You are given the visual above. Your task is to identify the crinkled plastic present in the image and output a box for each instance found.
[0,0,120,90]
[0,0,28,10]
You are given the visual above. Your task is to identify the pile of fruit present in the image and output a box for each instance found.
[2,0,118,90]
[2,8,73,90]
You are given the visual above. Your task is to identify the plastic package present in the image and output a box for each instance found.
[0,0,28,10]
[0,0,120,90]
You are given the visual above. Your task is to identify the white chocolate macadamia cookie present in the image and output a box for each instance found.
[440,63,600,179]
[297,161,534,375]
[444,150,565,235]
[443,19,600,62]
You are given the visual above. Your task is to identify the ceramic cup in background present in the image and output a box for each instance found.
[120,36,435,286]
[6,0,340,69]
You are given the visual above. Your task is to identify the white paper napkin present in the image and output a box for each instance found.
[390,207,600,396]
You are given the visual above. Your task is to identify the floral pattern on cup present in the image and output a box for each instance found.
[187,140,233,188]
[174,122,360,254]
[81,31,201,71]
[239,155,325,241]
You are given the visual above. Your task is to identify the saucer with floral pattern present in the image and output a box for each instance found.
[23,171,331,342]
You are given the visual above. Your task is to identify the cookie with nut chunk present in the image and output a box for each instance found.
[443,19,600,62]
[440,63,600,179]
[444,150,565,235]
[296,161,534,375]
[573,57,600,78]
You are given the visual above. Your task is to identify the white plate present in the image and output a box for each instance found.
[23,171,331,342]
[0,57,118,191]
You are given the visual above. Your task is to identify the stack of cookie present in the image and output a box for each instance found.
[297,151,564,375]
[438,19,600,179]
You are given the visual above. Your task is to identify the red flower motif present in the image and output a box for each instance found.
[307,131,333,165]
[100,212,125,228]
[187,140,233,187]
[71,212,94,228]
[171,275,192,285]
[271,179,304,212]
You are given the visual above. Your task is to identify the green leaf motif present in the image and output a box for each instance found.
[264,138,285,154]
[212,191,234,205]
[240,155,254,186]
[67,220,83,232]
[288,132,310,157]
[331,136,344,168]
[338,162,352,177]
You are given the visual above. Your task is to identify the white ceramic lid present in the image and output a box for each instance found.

____________

* _REQUIRED TASK_: Extract, without alteration, the lines of the records beginning with the line containing "identify the ceramic" and continuing through the line containing "[0,57,118,191]", both included.

* _FULL ANSWER_:
You are given the visual above. Your task is to identify the ceramic cup in background present in the image and output a box for each instance found.
[120,36,435,286]
[6,0,340,69]
You are given the visual above. Your task is to identify the white paper napkin present in the image and output a box for each instance found.
[390,207,600,396]
You are given the visual above. Your task is to identify the floral pattern on cup present in the image and output a box for each instance found.
[187,140,233,188]
[174,122,360,254]
[81,31,201,71]
[239,155,325,241]
You are given the visual above. Your task is to identify the saucer with floral pattern present in the image and output a box for each instance found.
[23,171,331,342]
You are given the visual above. Your task is to identify the cookie with nut chunk present in the image and output a box for each instance found.
[443,19,600,62]
[440,63,600,179]
[444,150,565,235]
[296,161,534,375]
[573,57,600,78]
You are given the visual above. Your task is to identify the white plate present in the image and output a box for each instance found.
[23,171,331,342]
[0,57,118,191]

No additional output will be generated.